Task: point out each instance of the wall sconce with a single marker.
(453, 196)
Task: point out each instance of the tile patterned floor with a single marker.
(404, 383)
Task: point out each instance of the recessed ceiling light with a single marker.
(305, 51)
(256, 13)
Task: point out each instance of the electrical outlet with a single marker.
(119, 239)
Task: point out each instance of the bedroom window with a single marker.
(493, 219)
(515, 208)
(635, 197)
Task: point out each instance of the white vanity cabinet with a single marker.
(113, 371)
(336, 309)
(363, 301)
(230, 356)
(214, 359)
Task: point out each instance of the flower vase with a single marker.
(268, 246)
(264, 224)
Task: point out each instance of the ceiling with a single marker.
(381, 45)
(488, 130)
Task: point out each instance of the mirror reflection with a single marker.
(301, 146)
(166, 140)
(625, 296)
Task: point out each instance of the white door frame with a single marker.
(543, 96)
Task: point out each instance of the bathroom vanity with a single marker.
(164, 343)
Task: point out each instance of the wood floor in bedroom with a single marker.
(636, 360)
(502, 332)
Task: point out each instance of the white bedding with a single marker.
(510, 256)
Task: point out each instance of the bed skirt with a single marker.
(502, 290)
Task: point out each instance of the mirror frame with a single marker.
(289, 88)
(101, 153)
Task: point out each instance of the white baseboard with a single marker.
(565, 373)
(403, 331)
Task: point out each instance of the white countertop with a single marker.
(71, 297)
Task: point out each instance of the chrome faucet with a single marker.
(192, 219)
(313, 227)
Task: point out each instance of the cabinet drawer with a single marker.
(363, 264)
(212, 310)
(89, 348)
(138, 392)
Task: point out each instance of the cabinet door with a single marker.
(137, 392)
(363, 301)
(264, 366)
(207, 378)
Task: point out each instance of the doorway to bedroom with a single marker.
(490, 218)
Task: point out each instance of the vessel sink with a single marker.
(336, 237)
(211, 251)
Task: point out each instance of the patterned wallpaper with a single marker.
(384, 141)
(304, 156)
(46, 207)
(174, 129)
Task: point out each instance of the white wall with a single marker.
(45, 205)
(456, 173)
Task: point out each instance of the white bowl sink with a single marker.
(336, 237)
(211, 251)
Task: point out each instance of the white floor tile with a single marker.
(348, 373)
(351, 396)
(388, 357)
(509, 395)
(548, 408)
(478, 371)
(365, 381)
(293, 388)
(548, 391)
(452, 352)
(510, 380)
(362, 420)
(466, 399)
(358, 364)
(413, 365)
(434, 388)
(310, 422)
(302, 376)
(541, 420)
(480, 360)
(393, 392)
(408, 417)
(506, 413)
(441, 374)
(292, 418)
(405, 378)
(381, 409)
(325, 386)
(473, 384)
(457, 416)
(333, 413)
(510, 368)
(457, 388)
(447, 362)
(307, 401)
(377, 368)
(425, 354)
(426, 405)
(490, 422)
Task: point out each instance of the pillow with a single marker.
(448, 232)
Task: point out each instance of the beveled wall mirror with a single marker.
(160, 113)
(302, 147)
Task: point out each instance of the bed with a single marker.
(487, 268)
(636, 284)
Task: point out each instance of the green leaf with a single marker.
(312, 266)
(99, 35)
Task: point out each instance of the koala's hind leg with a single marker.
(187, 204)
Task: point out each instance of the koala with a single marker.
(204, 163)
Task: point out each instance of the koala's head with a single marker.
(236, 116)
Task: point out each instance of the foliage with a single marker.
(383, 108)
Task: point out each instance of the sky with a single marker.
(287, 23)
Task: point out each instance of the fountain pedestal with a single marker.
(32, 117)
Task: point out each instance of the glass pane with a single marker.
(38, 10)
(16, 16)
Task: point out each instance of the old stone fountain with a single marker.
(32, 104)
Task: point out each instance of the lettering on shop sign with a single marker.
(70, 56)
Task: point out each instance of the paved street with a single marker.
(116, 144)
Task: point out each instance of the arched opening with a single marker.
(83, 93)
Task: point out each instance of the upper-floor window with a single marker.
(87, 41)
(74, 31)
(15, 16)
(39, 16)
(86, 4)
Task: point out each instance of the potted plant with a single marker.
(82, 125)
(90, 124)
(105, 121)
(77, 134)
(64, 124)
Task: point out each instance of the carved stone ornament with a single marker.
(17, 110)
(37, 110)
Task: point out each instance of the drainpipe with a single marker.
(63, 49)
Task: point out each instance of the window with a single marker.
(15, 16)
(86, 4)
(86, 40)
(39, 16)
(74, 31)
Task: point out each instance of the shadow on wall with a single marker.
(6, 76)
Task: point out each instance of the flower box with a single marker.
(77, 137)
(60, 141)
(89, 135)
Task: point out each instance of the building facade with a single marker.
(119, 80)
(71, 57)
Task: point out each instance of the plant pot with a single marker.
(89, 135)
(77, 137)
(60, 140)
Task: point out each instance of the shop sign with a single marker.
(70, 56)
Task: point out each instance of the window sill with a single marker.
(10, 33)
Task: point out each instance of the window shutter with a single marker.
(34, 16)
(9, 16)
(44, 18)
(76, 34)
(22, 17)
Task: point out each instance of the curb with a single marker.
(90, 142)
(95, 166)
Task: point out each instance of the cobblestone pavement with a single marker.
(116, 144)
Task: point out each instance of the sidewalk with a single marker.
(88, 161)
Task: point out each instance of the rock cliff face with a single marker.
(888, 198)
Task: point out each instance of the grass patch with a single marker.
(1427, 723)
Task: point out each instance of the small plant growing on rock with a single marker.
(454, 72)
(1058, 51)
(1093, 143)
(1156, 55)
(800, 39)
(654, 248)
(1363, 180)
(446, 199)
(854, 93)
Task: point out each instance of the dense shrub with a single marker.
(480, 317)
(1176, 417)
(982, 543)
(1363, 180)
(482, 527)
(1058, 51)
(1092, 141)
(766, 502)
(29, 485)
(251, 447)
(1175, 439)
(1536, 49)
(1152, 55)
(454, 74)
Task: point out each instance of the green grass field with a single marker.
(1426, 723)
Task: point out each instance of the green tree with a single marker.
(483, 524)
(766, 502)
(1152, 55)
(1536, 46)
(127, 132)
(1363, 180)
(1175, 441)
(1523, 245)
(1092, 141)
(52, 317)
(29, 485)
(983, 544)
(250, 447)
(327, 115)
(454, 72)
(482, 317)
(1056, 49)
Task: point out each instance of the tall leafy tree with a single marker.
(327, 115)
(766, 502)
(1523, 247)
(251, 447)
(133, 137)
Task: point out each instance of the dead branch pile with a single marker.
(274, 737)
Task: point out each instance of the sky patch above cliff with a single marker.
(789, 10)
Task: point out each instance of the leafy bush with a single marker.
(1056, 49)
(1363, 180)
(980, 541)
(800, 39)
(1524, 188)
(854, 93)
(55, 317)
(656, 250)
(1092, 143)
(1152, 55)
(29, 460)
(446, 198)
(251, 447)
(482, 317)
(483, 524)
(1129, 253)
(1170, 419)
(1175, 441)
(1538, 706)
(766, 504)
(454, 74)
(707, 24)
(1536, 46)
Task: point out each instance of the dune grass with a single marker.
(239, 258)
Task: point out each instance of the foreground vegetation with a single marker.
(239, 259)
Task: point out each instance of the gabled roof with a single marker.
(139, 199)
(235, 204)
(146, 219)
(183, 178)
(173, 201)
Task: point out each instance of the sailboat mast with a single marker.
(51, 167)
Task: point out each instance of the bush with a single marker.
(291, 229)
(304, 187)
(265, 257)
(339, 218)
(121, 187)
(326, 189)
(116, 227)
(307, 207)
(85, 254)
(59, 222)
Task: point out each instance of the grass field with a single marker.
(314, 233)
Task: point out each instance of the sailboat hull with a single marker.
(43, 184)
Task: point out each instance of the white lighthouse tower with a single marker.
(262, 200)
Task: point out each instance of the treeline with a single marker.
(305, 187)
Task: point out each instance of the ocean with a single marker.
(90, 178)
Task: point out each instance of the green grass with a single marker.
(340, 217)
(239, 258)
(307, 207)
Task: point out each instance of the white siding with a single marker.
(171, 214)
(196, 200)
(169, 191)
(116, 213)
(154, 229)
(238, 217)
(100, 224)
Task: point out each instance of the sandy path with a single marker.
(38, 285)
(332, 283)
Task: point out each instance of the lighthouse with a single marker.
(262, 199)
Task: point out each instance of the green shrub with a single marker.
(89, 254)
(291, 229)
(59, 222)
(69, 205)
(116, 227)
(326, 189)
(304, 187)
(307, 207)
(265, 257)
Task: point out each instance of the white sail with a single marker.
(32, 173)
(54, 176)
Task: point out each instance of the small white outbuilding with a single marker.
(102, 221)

--------------------

INSTRUCTIONS TO FOLLOW
Only the lines from the one containing "Task: point out each instance of the treeline" through the last line of the material should be returned, each one exactly as written.

RESPONSE TO THE EXERCISE
Task: point out each instance of the treeline with a single marker.
(305, 187)
Task: point out each instance of the ocean with a single marker.
(90, 178)
Task: point out each instance of the green grass with a single marker.
(340, 217)
(239, 258)
(307, 207)
Task: point out each instance of the white siding with a single marker.
(171, 214)
(196, 200)
(169, 191)
(116, 213)
(154, 229)
(238, 217)
(100, 224)
Task: point out each instance of the sandy path with a single marker.
(38, 285)
(332, 283)
Task: point out each instance of the lighthouse with a single marker.
(262, 199)
Task: point out each instance of the green shrub with a single marker.
(89, 254)
(291, 229)
(59, 222)
(69, 205)
(116, 227)
(326, 189)
(304, 187)
(307, 207)
(265, 257)
Task: point out each instance of the white sail with a single marker.
(32, 173)
(54, 176)
Task: point out each instance of the small white outbuilding with a single marker.
(102, 221)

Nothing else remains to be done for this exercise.